Region labeling records
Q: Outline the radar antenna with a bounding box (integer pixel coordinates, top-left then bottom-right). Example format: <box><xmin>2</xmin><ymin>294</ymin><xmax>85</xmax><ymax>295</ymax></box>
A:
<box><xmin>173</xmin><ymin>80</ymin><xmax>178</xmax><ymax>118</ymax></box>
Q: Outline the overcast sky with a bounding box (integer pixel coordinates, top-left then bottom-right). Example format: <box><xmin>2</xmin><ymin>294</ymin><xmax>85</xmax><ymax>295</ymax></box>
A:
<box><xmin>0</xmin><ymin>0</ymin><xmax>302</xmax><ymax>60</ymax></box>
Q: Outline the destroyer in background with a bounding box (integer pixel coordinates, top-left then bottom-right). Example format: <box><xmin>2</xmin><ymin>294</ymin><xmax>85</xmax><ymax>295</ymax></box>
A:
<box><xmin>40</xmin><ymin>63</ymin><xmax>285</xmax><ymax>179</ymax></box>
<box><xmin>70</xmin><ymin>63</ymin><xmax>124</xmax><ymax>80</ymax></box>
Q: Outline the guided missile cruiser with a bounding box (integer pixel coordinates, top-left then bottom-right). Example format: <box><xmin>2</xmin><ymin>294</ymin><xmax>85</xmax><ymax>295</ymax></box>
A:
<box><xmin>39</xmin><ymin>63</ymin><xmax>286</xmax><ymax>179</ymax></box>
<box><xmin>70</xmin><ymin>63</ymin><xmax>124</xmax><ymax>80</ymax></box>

...

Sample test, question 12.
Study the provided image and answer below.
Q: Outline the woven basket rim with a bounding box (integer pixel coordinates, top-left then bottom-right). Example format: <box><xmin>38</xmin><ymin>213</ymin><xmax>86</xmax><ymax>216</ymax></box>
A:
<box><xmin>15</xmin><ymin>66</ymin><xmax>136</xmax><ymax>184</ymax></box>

**Exercise aim:**
Count the lines in the listing above that contain the string "with", matching case exactly, and give only the number.

**Answer to the task:**
5